### BRIEF
Write out, unchanged, the lines from the one holding "If you could mark the jersey number 4" to the close of the listing. Both the first and last lines belong in it.

□ □ □ □ □

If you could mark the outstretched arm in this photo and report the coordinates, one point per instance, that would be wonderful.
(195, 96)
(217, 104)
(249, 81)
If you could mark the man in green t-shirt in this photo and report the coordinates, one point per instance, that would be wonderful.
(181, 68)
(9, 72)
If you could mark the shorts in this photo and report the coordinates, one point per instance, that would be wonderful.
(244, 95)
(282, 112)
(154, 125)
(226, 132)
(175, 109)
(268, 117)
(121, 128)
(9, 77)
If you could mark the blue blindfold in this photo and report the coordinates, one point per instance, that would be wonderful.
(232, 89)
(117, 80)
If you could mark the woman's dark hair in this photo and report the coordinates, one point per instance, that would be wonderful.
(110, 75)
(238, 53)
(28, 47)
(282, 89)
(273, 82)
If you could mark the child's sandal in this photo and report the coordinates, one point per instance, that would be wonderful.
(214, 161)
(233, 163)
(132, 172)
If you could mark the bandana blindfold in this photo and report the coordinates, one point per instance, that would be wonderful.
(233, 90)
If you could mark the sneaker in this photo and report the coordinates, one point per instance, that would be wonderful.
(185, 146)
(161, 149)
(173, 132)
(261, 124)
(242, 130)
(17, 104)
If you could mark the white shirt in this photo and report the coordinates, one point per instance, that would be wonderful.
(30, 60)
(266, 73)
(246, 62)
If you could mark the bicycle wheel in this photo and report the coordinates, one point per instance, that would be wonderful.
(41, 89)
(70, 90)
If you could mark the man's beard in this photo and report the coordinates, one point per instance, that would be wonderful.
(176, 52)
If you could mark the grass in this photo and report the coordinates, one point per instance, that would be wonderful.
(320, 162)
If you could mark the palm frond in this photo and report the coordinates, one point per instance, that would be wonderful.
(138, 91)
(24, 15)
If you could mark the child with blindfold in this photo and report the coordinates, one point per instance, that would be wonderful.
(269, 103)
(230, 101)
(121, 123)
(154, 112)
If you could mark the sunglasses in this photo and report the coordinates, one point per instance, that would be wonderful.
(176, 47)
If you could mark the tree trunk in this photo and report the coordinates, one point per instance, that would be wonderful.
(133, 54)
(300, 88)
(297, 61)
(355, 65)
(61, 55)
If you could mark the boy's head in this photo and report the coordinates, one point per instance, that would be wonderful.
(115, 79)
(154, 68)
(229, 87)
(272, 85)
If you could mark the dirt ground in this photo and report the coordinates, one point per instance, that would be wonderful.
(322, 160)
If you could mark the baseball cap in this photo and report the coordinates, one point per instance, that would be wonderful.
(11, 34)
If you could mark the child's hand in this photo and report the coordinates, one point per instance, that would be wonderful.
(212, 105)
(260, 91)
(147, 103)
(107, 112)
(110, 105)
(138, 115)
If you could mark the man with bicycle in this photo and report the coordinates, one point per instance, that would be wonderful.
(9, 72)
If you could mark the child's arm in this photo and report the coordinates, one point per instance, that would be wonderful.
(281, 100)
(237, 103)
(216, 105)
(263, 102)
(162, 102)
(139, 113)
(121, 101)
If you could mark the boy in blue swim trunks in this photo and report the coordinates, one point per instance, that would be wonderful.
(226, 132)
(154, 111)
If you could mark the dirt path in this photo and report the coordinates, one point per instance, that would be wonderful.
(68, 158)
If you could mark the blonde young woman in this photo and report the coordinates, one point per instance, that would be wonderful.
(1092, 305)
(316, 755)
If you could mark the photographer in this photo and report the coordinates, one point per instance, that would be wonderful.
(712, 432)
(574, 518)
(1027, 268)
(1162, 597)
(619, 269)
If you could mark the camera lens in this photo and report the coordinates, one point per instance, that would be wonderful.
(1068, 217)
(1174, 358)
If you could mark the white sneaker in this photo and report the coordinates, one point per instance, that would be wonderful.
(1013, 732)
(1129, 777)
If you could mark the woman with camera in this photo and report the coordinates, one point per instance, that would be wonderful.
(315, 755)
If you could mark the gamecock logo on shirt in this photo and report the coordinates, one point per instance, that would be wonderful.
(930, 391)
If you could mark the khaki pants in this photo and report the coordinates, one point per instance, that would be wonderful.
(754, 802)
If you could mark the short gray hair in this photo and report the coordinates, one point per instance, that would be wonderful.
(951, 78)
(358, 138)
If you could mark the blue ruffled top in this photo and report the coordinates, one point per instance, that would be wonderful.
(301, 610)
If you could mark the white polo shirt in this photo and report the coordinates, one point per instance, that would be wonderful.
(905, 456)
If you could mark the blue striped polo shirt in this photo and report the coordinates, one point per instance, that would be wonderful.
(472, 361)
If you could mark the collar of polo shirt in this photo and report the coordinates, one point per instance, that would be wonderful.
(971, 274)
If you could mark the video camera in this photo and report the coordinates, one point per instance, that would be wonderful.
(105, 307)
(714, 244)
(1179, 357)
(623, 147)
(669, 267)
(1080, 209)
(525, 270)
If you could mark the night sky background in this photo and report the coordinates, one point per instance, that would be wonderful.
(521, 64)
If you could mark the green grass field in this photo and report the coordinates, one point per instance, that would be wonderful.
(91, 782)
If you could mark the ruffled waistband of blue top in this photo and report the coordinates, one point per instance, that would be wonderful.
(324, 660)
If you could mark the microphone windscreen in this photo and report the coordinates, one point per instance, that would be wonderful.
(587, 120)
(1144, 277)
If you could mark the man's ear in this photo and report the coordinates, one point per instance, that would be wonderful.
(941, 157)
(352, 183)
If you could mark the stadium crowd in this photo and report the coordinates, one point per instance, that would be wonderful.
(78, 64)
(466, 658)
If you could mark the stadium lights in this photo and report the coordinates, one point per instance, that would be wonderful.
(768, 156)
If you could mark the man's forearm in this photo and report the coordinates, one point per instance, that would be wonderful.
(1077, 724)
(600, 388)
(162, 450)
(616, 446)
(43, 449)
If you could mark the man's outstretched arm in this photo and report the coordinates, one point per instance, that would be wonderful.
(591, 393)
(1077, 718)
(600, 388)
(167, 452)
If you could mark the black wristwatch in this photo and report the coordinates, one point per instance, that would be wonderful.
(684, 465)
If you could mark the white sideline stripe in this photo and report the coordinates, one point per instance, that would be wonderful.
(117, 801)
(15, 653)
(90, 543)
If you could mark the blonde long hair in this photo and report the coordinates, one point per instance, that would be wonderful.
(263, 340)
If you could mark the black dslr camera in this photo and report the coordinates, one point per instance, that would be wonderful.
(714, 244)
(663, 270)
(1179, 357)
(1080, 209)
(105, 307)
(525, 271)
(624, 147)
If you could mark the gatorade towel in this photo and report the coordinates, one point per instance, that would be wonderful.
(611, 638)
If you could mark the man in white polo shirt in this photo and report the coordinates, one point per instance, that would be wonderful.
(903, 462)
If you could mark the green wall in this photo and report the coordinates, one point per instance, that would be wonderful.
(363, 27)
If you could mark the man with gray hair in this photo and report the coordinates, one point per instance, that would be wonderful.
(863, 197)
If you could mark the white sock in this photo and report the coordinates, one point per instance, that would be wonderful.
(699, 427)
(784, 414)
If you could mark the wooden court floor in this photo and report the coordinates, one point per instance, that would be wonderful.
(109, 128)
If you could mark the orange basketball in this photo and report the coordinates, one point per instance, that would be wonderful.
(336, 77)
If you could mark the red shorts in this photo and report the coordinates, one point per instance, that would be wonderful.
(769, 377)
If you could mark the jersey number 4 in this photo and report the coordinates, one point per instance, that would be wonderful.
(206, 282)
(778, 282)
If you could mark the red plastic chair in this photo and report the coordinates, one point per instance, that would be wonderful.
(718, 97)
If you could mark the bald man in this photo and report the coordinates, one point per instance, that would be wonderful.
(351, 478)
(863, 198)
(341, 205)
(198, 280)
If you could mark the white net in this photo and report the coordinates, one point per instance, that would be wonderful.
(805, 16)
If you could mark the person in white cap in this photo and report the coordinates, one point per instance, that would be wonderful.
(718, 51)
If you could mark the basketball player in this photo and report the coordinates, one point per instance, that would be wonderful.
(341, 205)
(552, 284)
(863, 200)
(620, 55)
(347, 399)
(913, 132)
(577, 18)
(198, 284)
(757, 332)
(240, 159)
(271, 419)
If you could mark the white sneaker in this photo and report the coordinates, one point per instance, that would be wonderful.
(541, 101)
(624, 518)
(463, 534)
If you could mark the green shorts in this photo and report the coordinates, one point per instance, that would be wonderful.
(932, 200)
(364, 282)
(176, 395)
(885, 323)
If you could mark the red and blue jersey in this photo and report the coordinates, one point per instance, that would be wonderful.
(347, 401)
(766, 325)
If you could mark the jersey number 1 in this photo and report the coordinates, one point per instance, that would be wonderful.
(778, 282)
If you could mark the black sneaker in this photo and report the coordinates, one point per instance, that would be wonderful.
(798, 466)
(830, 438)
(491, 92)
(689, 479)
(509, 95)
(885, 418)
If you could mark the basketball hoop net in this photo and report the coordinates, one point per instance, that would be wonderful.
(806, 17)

□ □ □ □ □

### TASK SOLUTION
If you could mark the jersey number 4 in this photo and report the coordinates, one point per instance, that would be wonderful.
(206, 282)
(778, 282)
If you could mark the red plastic chair in this photo and report the coordinates, one point per instance, that would be wonderful.
(718, 97)
If you could mark the bald man in this photo and report the coordinates, one point per instance, that would be wonderful.
(351, 478)
(863, 198)
(341, 205)
(198, 280)
If you could mark the white net in this photo and report the coordinates, one point per instance, that would be wonderful.
(805, 16)
If you could mark the person in white cap in this photo and report the coordinates, one point per instance, that would be wonderful.
(718, 51)
If you could mark the basketball player in this photo and report the coordinates, one point per instance, that would be wonderful.
(341, 205)
(552, 284)
(863, 200)
(620, 55)
(347, 399)
(913, 132)
(577, 18)
(198, 284)
(757, 332)
(240, 159)
(271, 419)
If you could mark the white sneaker in this photo and report the coordinates, one point per instance, that would be wonderful.
(541, 101)
(624, 518)
(463, 534)
If you could mark the green shorts in this photo and report the coordinates, one point per instance, that would be wonderful.
(932, 200)
(364, 282)
(176, 395)
(885, 323)
If you could mark the red and blue jersey in this photo and report the coordinates, one point per instance, that would be wonderful.
(347, 401)
(766, 325)
If you could mark the jersey number 1 in this photo and report the coordinates, one point per instance, that would be wonderful.
(778, 282)
If you could mark the black sneaker in this photo and report the coordinates, one point per instance, that would be wonderful.
(798, 466)
(830, 438)
(491, 92)
(689, 479)
(509, 95)
(885, 418)
If you could mark the basketball hoop net in this photo and report the coordinates, one point per instance, that would be wonderful.
(806, 17)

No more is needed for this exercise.